▶ _页面摘录_:

┏━━

<流畅的Python> 字典和集合

2019-12-24 Python python 0 Comments Word Count: 1.9k(words)

字典这个数据结构活跃在所有 Python 程序的背后，即便你的源码里并没有直接用到它。
——A. M. Kuchling

dict 是 Python 语言的基石。

可散列对象需要实现 __hash__ 和 __eq__ 函数。
如果两个可散列对象是相等的，那么它们的散列值一定是一样的。

范映射类型

collections.abc 模块中有 Mapping 和 MutableMapping 两个抽象基类，起作用是为 dict 和其他类似的类型定义形式接口。

//pic

但非抽象映射类型一般不会直接继承这些抽象基类，而是直接对 dict 或 collections.User.Dict 进行扩展。

这些抽象基类的主要作用是作为形式化的文档，以及跟 isinstance 一起被用来判定某个数据是否为广义上的映射类型。

1 2	my_dict = {} isinstance(my_dict, collections.abc.Mapping)

True

用 instance 而不是用 type 是用来避免参数可能不是 dict 而是其他的映射类型

标准库的所有映射类型都是利用 dict 实现。

什么是可散列的数据类型？

字典的提供了多种构造方法
link

# 字典提供了很多种构造方法
a = dict(one=1, two=2, three=3)

┗━━

▶ _数据条目_:
┏━━

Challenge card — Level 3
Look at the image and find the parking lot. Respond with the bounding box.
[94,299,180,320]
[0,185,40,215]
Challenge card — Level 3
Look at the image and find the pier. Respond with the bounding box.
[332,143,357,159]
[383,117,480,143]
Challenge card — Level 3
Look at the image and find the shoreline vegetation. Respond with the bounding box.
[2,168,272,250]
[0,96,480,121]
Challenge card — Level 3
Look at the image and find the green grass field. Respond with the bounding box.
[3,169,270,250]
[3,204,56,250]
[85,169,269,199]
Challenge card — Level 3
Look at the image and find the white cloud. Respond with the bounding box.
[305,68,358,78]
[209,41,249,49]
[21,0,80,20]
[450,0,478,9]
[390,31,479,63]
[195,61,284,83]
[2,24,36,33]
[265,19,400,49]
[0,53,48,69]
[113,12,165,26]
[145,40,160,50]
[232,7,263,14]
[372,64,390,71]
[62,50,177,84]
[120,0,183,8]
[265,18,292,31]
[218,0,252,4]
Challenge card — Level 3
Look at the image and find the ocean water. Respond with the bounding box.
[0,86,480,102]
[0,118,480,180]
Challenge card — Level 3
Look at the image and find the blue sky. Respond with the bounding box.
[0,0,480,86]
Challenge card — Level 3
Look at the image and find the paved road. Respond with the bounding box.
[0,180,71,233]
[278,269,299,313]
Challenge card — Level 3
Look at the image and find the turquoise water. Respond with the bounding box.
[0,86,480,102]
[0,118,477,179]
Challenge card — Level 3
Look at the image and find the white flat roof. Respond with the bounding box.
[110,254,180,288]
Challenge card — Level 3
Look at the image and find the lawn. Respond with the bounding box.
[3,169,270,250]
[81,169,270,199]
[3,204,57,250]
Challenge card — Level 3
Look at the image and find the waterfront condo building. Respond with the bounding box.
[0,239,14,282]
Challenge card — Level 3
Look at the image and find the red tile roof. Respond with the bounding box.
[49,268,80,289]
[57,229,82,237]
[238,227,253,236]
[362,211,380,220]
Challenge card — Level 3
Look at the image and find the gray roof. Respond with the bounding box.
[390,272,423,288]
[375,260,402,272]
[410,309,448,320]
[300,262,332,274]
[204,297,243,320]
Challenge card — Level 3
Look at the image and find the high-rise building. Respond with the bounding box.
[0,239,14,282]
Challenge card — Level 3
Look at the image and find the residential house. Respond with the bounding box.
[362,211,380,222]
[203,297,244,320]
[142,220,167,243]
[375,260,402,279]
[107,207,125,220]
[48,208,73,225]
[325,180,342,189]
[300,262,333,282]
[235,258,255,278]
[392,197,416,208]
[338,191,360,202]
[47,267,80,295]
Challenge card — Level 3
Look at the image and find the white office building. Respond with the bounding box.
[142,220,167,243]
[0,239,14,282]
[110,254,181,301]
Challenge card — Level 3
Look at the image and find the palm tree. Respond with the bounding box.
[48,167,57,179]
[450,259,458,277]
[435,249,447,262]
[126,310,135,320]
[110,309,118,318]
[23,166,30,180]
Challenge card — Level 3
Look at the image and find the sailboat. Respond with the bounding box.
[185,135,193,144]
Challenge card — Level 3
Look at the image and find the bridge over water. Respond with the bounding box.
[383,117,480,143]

┗━━
┏━━

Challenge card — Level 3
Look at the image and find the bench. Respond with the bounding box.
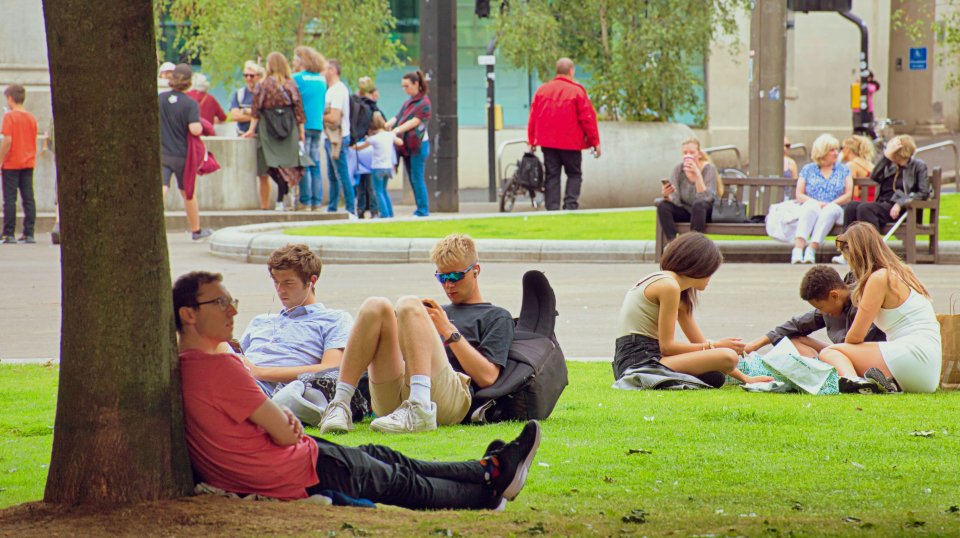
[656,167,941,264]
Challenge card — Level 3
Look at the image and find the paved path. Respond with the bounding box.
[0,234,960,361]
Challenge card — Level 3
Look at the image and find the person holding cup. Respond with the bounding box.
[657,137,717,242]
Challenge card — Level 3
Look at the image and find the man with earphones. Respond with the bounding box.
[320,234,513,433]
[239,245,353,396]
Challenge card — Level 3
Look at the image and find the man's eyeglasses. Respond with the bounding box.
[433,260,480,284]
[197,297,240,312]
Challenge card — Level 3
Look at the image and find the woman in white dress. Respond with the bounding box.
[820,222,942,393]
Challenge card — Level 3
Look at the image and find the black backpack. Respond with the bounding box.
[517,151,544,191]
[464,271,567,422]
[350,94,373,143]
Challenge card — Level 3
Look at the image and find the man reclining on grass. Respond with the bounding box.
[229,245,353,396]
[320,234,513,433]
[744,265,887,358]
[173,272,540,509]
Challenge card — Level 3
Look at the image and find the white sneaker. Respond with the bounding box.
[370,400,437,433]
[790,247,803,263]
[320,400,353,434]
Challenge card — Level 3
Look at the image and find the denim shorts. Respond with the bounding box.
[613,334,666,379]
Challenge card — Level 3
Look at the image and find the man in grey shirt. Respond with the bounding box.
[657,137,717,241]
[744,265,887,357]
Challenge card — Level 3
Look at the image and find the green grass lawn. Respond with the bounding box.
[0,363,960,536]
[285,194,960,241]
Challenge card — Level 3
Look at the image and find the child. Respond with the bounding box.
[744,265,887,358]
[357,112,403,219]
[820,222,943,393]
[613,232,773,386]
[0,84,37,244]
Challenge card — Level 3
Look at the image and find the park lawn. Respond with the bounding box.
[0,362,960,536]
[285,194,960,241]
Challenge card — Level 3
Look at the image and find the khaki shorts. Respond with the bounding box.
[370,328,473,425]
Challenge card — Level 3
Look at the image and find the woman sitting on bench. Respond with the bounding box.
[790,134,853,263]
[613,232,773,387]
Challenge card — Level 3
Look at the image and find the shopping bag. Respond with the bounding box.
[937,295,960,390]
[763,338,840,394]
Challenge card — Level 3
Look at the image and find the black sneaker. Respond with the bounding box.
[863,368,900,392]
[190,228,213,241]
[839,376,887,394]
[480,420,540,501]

┗━━
┏━━

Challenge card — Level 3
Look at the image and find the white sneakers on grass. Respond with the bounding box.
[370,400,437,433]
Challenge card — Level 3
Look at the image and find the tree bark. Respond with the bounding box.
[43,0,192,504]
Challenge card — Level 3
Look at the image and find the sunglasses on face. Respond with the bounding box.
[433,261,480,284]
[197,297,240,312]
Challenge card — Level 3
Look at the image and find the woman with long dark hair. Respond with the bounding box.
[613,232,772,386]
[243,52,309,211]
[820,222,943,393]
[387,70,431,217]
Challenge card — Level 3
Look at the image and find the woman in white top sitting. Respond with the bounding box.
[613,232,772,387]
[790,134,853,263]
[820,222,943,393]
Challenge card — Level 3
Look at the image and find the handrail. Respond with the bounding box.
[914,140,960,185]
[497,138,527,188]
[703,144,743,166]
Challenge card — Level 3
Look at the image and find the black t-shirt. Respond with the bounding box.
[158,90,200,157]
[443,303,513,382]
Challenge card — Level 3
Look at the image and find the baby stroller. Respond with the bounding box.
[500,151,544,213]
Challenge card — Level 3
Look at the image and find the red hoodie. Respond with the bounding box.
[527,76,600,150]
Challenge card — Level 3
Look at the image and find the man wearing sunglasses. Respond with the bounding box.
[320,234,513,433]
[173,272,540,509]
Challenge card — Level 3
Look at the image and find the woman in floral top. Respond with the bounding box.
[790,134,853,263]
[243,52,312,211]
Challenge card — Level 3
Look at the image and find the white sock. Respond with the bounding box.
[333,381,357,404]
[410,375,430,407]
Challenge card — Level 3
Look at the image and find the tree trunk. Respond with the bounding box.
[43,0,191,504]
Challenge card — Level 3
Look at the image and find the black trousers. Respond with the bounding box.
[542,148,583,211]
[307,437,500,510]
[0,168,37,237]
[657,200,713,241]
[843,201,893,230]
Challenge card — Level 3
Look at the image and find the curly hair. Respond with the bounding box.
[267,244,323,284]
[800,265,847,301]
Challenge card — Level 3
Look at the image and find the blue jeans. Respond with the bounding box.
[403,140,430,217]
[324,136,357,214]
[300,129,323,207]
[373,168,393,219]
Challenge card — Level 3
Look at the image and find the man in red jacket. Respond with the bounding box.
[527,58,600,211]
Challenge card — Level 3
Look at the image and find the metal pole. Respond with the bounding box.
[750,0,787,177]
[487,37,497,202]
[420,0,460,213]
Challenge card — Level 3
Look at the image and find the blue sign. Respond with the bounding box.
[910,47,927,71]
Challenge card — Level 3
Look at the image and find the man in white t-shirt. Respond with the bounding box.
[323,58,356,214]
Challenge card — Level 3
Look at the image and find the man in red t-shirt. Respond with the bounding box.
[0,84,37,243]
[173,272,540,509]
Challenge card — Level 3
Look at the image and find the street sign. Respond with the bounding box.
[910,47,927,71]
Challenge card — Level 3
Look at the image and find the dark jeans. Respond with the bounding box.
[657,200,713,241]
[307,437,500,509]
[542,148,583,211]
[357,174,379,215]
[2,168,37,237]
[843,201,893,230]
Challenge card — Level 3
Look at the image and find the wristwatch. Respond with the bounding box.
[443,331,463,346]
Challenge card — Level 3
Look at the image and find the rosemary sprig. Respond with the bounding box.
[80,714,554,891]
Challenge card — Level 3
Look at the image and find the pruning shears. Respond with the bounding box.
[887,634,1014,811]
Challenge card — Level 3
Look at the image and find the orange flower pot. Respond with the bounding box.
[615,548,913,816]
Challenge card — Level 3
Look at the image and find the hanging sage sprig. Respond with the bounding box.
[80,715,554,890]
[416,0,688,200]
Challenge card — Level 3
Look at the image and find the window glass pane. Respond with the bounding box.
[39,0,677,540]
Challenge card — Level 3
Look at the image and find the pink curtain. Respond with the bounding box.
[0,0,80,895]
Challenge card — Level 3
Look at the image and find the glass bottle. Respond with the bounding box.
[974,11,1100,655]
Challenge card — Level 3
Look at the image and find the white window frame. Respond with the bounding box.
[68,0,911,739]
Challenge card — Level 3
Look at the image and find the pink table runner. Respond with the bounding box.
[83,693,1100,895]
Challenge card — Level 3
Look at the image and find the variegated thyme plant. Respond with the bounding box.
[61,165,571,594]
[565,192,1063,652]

┗━━

▶ _任务要求 1_:
根据页面摘录回答下列问题：
(a) 可散列对象需要实现哪两个函数？
(b) collections.abc 模块中有哪两个抽象基类？
(c) 标准库的所有映射类型都是利用什么实现的？
▶ _任务要求 2_: 从上面的条目中挑出所有含有字符串“blue”的行，并逐行照录。

▶ _答案 1_:
(a) 可散列对象需要实现 __hash__ 和 __eq__ 函数。
(b) collections.abc 模块中有 Mapping 和 MutableMapping 两个抽象基类。
(c) 标准库的所有映射类型都是利用 dict 实现的。

▶ _答案 2_:
Look at the image and find the blue sky. Respond with the bounding box.
Look at the image and find the blue jeans. Respond with the bounding box.
Look at the image and find the blue sign. Respond with the bounding box.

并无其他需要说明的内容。